- What you need to do
Scan the listing below for the word "span", then copy each line that has it.

#####

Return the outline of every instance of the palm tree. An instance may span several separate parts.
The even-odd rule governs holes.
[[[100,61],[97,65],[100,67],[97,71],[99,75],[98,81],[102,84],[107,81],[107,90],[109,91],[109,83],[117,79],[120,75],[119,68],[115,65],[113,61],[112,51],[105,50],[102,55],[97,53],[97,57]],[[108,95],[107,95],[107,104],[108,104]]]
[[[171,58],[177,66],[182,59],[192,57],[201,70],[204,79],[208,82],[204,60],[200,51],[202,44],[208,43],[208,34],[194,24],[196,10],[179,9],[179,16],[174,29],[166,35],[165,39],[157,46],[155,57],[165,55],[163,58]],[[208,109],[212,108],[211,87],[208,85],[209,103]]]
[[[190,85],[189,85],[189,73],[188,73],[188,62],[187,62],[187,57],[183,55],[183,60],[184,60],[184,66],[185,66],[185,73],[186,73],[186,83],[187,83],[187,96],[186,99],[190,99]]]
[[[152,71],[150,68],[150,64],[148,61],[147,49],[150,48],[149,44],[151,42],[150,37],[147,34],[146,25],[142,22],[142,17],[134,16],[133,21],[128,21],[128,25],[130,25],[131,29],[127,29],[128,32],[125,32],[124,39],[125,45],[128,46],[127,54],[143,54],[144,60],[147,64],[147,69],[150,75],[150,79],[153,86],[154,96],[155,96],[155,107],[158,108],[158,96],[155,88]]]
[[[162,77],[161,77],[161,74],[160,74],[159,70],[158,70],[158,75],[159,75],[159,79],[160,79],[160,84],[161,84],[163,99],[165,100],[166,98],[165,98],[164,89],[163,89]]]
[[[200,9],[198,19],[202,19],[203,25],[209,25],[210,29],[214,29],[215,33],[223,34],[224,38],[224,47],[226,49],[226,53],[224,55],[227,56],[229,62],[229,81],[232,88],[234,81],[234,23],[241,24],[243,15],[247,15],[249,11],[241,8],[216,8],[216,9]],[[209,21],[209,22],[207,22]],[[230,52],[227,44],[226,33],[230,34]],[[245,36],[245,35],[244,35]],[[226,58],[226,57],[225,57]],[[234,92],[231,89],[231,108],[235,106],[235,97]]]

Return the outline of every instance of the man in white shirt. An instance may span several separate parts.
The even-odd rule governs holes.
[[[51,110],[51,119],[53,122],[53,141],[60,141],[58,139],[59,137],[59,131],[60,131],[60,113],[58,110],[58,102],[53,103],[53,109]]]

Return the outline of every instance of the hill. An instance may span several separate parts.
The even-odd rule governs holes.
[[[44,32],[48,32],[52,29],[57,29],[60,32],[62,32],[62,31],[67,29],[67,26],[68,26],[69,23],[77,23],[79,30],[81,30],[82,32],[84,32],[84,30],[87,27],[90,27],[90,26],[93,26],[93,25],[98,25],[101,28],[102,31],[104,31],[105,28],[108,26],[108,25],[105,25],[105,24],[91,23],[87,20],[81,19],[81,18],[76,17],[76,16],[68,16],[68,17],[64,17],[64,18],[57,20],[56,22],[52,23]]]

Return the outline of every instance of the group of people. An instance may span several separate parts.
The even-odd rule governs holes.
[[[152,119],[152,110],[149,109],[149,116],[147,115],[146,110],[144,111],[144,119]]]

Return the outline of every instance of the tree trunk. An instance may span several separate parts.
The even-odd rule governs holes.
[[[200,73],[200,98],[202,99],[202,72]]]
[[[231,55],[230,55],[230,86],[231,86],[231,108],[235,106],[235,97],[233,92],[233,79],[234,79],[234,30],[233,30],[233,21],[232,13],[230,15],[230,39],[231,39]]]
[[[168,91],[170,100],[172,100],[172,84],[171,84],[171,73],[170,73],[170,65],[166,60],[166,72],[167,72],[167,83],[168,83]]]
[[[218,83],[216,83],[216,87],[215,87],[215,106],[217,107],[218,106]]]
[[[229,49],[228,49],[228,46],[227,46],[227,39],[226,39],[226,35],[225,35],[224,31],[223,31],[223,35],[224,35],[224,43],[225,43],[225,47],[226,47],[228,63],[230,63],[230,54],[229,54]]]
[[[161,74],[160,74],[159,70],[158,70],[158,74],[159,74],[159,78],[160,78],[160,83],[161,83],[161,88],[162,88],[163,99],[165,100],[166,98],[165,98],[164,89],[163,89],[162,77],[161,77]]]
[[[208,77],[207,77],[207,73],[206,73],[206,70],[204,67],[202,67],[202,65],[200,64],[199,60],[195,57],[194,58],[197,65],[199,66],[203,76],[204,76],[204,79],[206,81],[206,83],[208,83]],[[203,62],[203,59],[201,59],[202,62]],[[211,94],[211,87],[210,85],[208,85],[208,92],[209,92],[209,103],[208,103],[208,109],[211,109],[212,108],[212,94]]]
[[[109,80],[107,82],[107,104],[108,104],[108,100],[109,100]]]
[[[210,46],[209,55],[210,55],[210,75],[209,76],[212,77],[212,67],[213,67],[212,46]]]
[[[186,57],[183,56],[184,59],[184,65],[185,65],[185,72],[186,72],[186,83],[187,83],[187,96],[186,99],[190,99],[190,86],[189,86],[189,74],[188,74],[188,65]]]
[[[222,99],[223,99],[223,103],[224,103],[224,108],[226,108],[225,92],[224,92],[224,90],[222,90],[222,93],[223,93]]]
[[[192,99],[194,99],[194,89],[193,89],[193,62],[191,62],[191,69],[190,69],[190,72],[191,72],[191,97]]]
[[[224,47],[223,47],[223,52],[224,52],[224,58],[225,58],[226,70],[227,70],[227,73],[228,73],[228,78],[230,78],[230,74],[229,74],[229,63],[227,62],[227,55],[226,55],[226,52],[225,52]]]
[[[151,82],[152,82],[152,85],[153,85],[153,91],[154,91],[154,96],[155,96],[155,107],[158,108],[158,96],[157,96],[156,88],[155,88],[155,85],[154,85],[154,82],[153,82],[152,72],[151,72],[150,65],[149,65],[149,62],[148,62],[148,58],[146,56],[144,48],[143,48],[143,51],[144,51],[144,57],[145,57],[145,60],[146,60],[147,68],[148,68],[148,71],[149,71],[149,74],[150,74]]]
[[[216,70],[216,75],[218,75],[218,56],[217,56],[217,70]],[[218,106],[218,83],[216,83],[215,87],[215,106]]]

#####

- Answer section
Return the outline of every instance of the palm tree. An instance may span several separate parts.
Return the outline of every instance of the man in white shirt. An instance may span several separate parts.
Return the outline of every instance of the hill. An instance may span several separate parts.
Return the outline of every instance of the group of people. An instance may span several separate parts.
Return the outline of every instance of the tree trunk. An instance may span several separate parts.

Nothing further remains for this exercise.